+++ GIVEN TEXT +++

Recently there has been a lot of heated discussion and debate over whether Copyright is content neutral or not. Here is my take to it. To start with, Copyright is an exclusive statutory right provided to the owner or the author of the work for a specified period within a specific jurisdiction. According to the Copyright Act 1957, “copyright” means the exclusive right of the owner, “to do” or “authorise the doing” of any of the following acts namely reproduction, issue copies, perform in public, translate, adapt in respect of a work or any substantial part thereof. Now the question facing us is whether legitimacy of content necessary to claim copyright. And the answer to that is in the affirmative, i.e., the content should be legitimate within the specified jurisdiction and in the period of copyright protection to claim exclusive right over the work. To elaborate a little more let us look at the definition of Copyright which talks about the exclusive right “to do” or “authorise to do” and the simple question which one needs to answer is whether one “can do” or “authorise to do” something illegitimate or illegal? One need not know the nuances of Law to answer that. Hence, publication, reproduction, adaptation or translation of a work, which is illegitimate, by the owner himself or someone he authorises cannot be claimed as a right as the work itself is illegitimate.
Moreover, Copyright is an exclusive right and if we apply the principles of hofieldian matrix, every right gives rise to corresponding liability. Now the question which comes to the mind is can one claim a right over something illegal and can there be a corresponding liability arising from such right? The answer to that is in the negative. Ascertaining liability based on a right begetting from illegal acts or illegitimate contents is bad in law. For example, a thief cannot claim a right over stolen goods just because of the illegal act by which he acquired the goods. Similarly, if Copyright is granted as an exclusive right then for establishing the corresponding in rem liability it is imperative for the content to be legitimate.

+++

WORK INSTRUCTIONS:
1. In the piece on copyright and legitimate content, which statute supplies the definition of copyright that the argument relies on?
2. Pick up the piece on copyright and legitimate content after its final sentence and carry the argument forward.

+++ STORED RECORDS +++

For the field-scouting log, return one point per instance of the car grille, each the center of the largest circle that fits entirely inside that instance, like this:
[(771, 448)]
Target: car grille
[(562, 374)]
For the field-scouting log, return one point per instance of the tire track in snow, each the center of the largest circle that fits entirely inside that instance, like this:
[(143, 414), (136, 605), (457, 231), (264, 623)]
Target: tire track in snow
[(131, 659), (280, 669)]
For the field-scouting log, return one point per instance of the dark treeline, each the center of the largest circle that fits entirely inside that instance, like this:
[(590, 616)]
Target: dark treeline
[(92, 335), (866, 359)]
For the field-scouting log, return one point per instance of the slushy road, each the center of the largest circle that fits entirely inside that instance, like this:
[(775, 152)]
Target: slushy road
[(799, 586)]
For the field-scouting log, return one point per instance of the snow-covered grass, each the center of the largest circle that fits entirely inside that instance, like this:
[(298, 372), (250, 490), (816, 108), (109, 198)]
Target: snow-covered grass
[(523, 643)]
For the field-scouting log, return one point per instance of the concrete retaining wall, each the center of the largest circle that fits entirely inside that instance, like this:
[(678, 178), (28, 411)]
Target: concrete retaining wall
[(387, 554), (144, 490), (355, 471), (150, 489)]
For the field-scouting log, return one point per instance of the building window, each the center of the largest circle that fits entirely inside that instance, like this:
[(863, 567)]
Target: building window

+++

ANSWERS IN ORDER:
1. The Copyright Act 1957.

2.
Adding further, Copyright as a right is time period and jurisdiction specific. Copyright depends on what is legal in a definite jurisdiction in the specified time period. Copyright as a right in terms of protection granted varies across jurisdiction. Thus, if we take the case of claiming copyright over content alleged to incite violence might vary a great deal from India, to the US or even different EU countries as a content which might incite people in India can be an opinion oriented piece of literature in the US, for example, an interpretation of religious books like the Gita or Quran. Hence, if the Supreme Court of India imposes a ban on the publication of a work claiming to incite violence, then its reproduction, adaptation, translation is automatically banned, and any act to the contrary invites criminal liability. But there cannot be said to be a right vesting on the owner to sue for the assertion of the right within the territory of India. Though the right can be asserted in different jurisdiction which allow the work to be published.
Still adding further, Copyright is an intellectual property right similar to patent right and the trademark right and if we analyse the two Acts, we find that in Trademark Act, 1999 a mark or a part of a mark shall not be registered as a trade mark if – (a) it contains anything which is scandalous or obscene; (b) it is contrary to any law for the time being in force; (c) it is likely to deceive or to cause confusion; and in the Patent Act, 1970 it is not an invention the primary or intended use or commercial exploitation of which could be contrary to public order or morality. Thus both the acts put a restriction on the legitimacy over the content or work over which a right can be claimed. Similarly, even though there is no such provision in the copyright act but it can be easily deduced that the work over which copyright is claimed cannot be contrary to law as “to do” or “authorise to do” cannot be contrary to law.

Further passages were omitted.